▸ **MATERIAL PROVIDED**:
--------

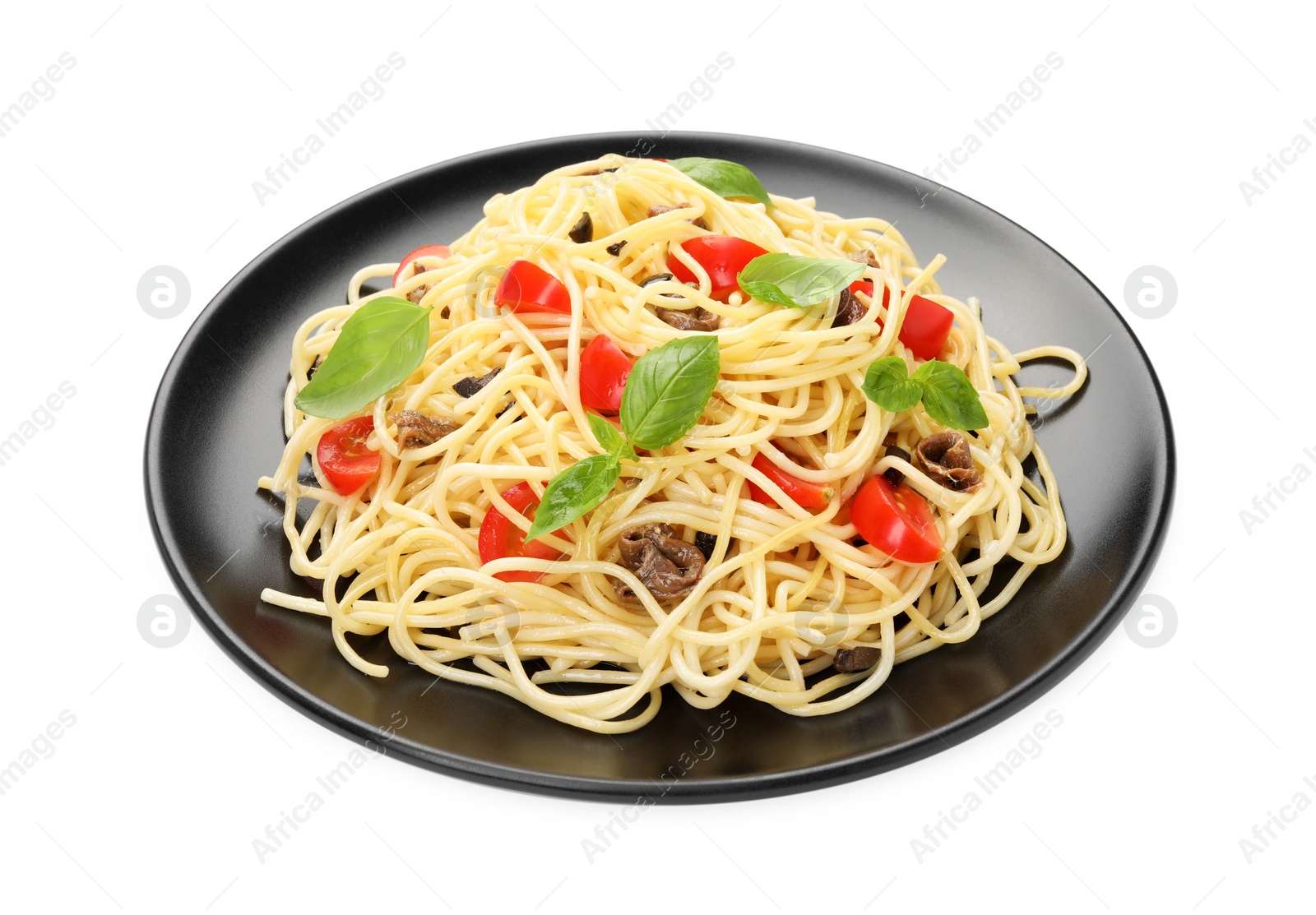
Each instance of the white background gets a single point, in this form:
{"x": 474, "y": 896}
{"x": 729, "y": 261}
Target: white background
{"x": 1132, "y": 155}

--------

Render every line of the listing above as a Markdown table with the columns "Row" and "Listing line", numbering the rows and skipping blank lines. Keep the pictures out of your answer.

| Row | Listing line |
|---|---|
| 1 | Each instance of the white background gets a single point, in this form: |
| 2 | {"x": 474, "y": 896} |
| 3 | {"x": 729, "y": 261} |
| 4 | Target: white background |
| 5 | {"x": 1132, "y": 155} |